*** Given information

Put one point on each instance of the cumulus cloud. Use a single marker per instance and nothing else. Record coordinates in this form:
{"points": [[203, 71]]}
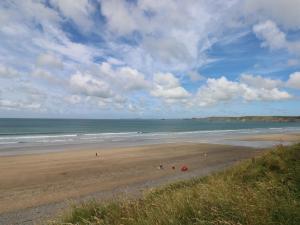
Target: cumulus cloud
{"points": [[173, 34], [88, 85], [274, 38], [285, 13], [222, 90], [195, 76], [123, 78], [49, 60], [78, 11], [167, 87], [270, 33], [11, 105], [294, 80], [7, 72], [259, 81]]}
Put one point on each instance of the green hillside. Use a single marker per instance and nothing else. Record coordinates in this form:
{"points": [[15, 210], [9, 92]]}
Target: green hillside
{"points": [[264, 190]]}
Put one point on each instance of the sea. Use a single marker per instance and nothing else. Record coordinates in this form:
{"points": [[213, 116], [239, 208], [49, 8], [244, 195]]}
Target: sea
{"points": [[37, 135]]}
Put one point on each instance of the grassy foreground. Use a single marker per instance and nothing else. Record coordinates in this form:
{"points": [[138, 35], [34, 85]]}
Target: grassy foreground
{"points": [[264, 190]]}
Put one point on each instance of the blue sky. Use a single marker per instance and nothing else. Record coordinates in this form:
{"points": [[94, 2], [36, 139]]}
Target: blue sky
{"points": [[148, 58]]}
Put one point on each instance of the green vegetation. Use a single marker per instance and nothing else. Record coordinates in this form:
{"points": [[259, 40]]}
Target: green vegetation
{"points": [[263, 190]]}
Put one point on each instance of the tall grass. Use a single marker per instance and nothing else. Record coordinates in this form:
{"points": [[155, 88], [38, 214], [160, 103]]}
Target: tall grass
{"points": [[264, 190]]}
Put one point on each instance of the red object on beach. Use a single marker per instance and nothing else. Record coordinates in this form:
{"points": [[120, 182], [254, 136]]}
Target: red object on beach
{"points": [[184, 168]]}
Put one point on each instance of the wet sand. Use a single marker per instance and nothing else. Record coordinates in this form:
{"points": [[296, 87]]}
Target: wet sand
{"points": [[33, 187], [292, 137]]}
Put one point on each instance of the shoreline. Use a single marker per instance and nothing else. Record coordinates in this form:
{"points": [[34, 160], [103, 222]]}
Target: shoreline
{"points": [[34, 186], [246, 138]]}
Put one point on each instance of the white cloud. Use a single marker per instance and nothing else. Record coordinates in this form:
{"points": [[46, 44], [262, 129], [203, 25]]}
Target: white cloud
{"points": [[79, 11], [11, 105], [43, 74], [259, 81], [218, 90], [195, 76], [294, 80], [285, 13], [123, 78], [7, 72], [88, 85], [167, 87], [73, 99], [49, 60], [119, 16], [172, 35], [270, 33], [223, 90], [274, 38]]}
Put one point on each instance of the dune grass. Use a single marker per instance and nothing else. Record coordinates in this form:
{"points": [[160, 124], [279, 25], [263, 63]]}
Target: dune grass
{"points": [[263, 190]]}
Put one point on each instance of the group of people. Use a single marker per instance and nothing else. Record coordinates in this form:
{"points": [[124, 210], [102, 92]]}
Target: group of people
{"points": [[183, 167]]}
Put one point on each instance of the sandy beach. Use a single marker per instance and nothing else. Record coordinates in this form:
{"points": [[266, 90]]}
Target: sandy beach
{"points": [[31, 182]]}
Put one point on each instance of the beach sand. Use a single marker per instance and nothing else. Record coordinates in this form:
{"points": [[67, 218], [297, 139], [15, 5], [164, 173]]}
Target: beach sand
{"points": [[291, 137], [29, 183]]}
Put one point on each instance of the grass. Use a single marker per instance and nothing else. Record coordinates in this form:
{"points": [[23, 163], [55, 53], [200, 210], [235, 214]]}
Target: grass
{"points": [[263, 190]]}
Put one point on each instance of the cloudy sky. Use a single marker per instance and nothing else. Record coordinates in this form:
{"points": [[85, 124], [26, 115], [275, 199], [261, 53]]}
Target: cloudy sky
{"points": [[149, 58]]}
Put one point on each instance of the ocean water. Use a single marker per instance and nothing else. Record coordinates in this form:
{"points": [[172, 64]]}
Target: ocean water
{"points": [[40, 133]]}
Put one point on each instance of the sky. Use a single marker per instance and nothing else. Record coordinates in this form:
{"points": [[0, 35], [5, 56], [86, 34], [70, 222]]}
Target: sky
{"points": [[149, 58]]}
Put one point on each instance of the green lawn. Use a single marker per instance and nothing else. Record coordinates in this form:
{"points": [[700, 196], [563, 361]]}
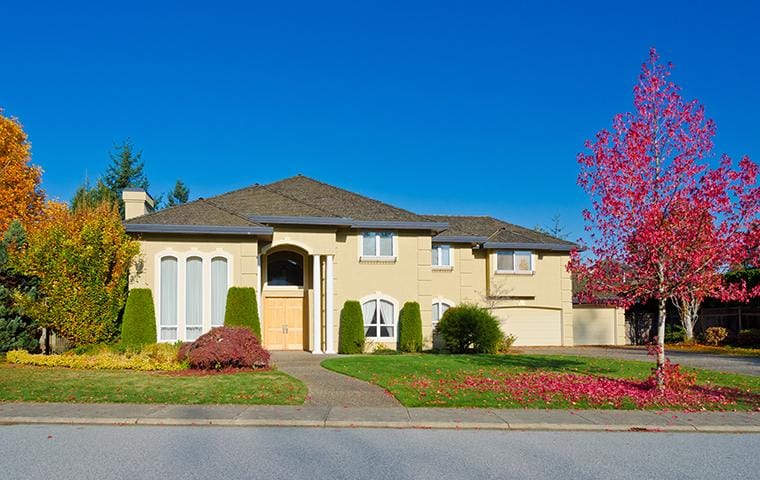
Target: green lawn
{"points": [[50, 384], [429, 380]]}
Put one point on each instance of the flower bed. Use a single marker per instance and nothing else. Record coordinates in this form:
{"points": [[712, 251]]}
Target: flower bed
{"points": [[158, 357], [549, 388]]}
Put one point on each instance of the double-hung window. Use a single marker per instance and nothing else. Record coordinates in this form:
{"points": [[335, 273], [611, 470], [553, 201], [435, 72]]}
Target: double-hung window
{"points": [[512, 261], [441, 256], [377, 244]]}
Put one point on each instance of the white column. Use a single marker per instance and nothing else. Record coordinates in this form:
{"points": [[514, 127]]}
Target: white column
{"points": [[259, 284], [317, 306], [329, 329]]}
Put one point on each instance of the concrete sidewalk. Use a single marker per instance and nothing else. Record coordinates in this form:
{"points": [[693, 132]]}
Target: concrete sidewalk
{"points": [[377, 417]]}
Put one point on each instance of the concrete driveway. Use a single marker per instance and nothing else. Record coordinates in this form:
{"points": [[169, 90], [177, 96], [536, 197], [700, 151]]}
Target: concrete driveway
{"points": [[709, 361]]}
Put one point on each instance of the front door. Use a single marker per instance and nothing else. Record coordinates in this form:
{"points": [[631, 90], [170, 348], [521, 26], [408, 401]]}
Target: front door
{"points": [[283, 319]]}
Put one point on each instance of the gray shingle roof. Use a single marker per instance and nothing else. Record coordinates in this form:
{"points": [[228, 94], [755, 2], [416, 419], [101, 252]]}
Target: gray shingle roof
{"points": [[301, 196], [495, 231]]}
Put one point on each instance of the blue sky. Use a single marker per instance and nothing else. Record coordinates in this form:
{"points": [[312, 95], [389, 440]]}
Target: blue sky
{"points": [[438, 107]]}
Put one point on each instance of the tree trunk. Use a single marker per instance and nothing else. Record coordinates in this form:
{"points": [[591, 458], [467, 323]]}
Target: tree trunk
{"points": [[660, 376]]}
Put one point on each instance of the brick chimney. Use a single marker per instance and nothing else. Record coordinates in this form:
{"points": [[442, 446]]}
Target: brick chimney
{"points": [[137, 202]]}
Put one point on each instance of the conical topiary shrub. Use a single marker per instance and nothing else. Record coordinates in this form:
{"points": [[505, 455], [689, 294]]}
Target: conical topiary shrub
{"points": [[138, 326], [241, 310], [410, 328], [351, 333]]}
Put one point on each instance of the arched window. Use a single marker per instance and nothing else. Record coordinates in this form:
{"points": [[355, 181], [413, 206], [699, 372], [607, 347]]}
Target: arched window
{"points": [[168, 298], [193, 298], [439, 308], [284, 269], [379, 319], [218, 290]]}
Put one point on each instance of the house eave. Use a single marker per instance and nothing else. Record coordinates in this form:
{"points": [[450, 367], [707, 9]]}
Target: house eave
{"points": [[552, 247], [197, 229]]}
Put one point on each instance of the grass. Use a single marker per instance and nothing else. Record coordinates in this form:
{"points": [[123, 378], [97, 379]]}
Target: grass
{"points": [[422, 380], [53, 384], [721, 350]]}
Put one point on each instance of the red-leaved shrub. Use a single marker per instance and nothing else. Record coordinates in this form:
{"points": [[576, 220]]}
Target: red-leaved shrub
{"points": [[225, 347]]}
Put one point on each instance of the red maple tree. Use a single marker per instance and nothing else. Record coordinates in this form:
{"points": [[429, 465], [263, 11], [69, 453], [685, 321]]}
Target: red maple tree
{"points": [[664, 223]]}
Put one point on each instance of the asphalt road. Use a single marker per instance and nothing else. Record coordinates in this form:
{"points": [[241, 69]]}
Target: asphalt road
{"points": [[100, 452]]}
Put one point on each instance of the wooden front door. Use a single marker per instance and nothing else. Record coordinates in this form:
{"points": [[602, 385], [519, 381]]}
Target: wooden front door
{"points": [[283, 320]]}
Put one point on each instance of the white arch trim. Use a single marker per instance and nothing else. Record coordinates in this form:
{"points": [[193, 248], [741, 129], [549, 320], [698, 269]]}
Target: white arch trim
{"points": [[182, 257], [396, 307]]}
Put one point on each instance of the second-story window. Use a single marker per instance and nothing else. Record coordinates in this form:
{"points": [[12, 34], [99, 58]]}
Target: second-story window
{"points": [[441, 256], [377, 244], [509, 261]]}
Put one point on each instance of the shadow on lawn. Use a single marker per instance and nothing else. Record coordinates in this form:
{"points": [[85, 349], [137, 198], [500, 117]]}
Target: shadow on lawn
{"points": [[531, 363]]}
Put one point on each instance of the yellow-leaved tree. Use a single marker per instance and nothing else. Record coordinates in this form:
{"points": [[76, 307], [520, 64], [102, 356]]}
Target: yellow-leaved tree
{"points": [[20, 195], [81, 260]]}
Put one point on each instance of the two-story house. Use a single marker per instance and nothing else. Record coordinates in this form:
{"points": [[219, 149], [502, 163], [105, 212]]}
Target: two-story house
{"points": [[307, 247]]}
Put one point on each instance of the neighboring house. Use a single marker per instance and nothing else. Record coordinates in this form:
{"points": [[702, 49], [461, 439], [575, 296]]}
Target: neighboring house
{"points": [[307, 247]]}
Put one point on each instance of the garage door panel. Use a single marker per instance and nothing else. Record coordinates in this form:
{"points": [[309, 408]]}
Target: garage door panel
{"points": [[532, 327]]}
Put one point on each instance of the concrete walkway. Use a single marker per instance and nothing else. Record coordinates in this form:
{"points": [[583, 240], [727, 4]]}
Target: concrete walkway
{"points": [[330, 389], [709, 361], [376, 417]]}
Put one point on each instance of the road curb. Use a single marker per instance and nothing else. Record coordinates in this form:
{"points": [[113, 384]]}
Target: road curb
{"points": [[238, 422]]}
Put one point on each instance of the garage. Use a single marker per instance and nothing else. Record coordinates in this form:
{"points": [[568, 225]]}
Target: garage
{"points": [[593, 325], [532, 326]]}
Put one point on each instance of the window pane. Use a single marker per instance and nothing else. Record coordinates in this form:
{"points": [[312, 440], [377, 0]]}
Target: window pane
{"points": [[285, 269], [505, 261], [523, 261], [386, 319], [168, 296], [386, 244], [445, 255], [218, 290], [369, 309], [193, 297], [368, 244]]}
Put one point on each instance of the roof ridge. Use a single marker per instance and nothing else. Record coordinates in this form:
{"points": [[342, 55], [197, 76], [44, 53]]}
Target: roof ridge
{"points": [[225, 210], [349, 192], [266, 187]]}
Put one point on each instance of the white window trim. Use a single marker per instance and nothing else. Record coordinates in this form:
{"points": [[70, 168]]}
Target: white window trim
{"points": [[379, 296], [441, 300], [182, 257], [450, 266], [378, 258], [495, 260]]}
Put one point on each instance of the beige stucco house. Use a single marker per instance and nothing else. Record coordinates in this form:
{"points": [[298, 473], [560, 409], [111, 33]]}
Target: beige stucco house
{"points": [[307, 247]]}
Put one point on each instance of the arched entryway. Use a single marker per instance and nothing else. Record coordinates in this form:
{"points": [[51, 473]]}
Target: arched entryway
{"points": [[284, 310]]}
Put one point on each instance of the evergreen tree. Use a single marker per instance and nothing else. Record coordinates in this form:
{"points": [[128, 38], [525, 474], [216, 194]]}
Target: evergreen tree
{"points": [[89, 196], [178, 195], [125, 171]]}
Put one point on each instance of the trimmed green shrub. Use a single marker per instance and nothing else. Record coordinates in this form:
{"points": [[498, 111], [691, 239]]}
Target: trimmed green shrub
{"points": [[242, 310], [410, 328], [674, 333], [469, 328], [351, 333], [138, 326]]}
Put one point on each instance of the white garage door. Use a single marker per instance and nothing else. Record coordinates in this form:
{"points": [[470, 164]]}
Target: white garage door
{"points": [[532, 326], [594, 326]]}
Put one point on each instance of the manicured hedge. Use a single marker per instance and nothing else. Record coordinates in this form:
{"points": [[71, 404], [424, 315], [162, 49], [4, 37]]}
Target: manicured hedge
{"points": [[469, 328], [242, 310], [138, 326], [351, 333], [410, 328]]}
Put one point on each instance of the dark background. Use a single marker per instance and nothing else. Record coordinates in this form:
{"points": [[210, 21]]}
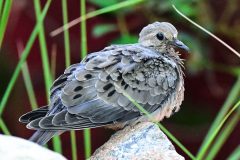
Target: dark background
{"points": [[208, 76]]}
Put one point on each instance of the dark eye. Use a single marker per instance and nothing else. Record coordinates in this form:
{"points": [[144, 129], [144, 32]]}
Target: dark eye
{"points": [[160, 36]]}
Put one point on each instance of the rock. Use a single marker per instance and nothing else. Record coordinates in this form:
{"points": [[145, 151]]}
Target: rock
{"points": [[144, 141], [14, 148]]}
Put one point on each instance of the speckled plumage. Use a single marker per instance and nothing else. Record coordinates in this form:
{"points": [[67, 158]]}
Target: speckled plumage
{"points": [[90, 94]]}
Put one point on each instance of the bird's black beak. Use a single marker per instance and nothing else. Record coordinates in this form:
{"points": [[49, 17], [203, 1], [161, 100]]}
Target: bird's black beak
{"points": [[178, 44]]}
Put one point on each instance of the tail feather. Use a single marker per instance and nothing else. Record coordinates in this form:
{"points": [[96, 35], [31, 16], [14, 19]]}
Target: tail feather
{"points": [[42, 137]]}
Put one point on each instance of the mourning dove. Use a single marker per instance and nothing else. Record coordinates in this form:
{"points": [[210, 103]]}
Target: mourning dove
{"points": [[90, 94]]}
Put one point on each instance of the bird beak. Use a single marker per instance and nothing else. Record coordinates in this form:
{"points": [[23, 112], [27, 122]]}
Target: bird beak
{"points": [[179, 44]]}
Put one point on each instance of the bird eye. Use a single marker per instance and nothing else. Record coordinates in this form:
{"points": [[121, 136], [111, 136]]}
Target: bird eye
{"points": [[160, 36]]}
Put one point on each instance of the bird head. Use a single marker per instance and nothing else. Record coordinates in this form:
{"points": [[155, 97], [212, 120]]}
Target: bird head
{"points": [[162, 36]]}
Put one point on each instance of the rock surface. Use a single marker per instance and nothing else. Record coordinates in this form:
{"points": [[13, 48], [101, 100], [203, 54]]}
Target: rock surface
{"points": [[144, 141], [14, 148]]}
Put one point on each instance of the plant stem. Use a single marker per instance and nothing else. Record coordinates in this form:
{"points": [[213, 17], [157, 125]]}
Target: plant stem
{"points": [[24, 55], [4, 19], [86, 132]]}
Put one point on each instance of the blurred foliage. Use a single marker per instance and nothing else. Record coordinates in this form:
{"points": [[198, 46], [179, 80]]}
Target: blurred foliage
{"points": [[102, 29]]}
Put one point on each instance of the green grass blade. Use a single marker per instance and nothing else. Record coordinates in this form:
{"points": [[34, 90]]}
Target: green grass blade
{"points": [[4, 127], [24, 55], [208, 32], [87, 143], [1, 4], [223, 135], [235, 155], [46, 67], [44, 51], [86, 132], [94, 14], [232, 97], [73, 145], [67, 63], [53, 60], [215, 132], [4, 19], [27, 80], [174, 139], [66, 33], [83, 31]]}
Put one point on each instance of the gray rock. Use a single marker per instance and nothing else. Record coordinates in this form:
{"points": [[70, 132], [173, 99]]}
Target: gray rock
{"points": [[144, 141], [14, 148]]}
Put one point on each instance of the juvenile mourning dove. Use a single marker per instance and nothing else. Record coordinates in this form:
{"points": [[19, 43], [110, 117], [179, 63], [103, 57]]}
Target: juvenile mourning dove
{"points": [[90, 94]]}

******

__Exercise brief__: Copy verbatim, from the listing above, each line from the one containing "Target: red-leaved shrub" down to the one containing "Put one point on each instance of the two-story", inclusive.

__Solution for this problem__:
Target: red-leaved shrub
{"points": [[225, 347]]}
Put one point on each instance of the red maple tree. Use a single marker per instance and nothing else. Record coordinates in this form:
{"points": [[429, 465], [263, 11], [69, 453], [685, 321]]}
Target: red maple tree
{"points": [[664, 223]]}
Put one point on each instance of the asphalt road. Use a single marker per instance and nothing else. Record coordinates in this form:
{"points": [[241, 69]]}
Target: asphalt road
{"points": [[100, 452]]}
Put one point on each instance of the wooden front door. Use a single marker per instance and nothing else. Record coordinates in this form:
{"points": [[602, 385], [519, 381]]}
Target: wooden front door
{"points": [[283, 320]]}
Put one point on each instance of the white arch trim. Use a single marker per instance and nothing else. Record coordinates in this form:
{"points": [[193, 248], [741, 129], [549, 320], [698, 269]]}
Target: white arch trim
{"points": [[182, 257], [396, 307]]}
Put one point on each instance of the second-story window. Use a single marker per instance and nothing else. Record coordinates in this form:
{"points": [[12, 34], [99, 58]]}
Target: second-story window
{"points": [[441, 256], [377, 244], [509, 261]]}
Put one point on each instance of the shadow on lawn. Use a single marker per instance and nothing else. Record coordinates in this form:
{"points": [[85, 349], [137, 198], [500, 117]]}
Target: shadow on lawn
{"points": [[531, 363]]}
Put one point on each instance of the yellow-leaved tree. Use a single marker per instance and nothing else. Record coordinates in this form:
{"points": [[76, 307], [520, 64], [102, 356]]}
Target: yellow-leaved tree
{"points": [[20, 195], [81, 260]]}
Put one point on each instance of the two-story house. Use a single marker per instance and nothing else. Record coordinates in this form:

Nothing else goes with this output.